Imagine organizing a long sentence into meaningful phrases. Start at the beginning, find a segment that forms a meaningful phrase, and write it down. Move to the next segment and repeat the process. If reaching the end of the sentence and having a list of meaningful phrases, the job is done. If stuck, erase the last phrase, try a different segment, and continue until all segments are explored and every possible meaningful combination is found.

Recursion Intuition

The process involves breaking down a problem into smaller sub-problems. Begin at the start of a string and identify palindromic substrings. Record a substring and proceed to the next part of the string. Continue this process until the end of the string. If the end is reached, a valid partition is found and stored. If a valid partition is not found, backtrack by removing the last recorded substring and try a different substring, exploring all possible palindromic partitions.

Approach

Initialize an empty result list to store all possible partitions.
Define a recursive function that takes the current index, the string, a temporary path list, and the result list.
In the recursive function, check if the current index has reached the end of the string, if true, add the current path to the result list and return. If false, iterate over the substring starting from the current index.
For each substring, check if it is a palindrome, if true, add the substring to the current path. Call the recursive function with the next index. Backtrack by removing the last added substring to explore other possibilities.
Define a helper function to check if a given substring is a palindrome Compare characters from the start and end of the substring. If all characters match, the substring is a palindrome.

▶ **WRITTEN TASK**
In the palindrome partitioning text, what does the recursive function do when the current index reaches the end of the string?

▶ **GIVEN INFORMATION**
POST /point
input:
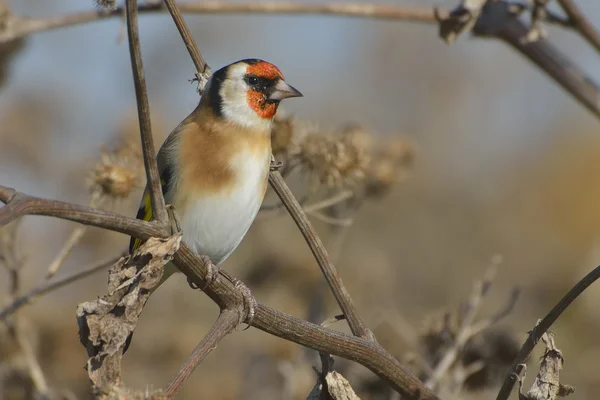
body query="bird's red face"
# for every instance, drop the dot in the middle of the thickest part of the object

▶ **COMPLETE OUTPUT**
It adds the current path to the result list and returns.